Einem alten Wort aus der Bibelsprache auf der Spur

„Wer’s glaubt wird selig!“ Das ist eine Redewendung, die heute Zweifel an der Glaubwürdigkeit einer Aussage zum Ausdruck bringt. Dem, der den Glauben aufbringt, trotz schwacher Beweislage an dies oder jenes zu glauben, wird das eigene Seelenheil versprochen. Natürlich ist das ironisch gemeint.

----------------------------------------

### AUFGABE 1
Übersetze diesen Satz aus dem Auszug über die Redewendung ins Englische: „Das ist eine Redewendung, die heute Zweifel an der Glaubwürdigkeit einer Aussage zum Ausdruck bringt.“
### AUFGABE 2
Wie ist laut dem Auszug über die Redewendung das Versprechen des Seelenheils gemeint?
### AUFGABE 3
Führe den Text über die Redewendung „Wer’s glaubt wird selig!“ nach seinem letzten Satz weiter.

----------------------------------------

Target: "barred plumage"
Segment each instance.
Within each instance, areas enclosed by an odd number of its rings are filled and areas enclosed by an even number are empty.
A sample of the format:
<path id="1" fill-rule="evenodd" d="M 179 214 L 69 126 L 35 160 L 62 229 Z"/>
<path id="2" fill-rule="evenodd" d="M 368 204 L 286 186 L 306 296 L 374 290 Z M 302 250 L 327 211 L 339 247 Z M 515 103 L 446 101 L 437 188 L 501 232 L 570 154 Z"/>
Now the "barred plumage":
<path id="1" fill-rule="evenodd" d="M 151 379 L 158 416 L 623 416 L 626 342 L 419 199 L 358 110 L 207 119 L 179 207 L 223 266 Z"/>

----------------------------------------

### ENDGÜLTIGE ANTWORT 1
That is an idiom that today expresses doubt about the credibility of a statement.

### ENDGÜLTIGE ANTWORT 2
Es ist ironisch gemeint.

### ENDGÜLTIGE ANTWORT 3
Woher kommt diese Redensart? Der Ausspruch findet sich nicht wortwörtlich in der Bibel, weist aber Anklänge an den Missionsbefehl in Markus 16,16 auf, in dem es nach der Lutherübersetzung aus dem Jahr 1545 heißt: „Wer da glaubet und getauft wird, der wird selig werden; wer aber nicht glaubet, der wird verdammt werden.“ Noch enger werden die Worte „glauben“ und „selig“ in Johannes 20,29 kombiniert. Jesus begegnet Thomas, der an der Auferstehung zweifelt, mit den Worten: „Selig sind, die nicht sehen und doch glauben!“ Das klingt danach, als ob Jesus seinem Jünger das Seelenheil zuspricht, wenn dieser nur glaubt – also ganz auf der Linie seines Missionsbefehls.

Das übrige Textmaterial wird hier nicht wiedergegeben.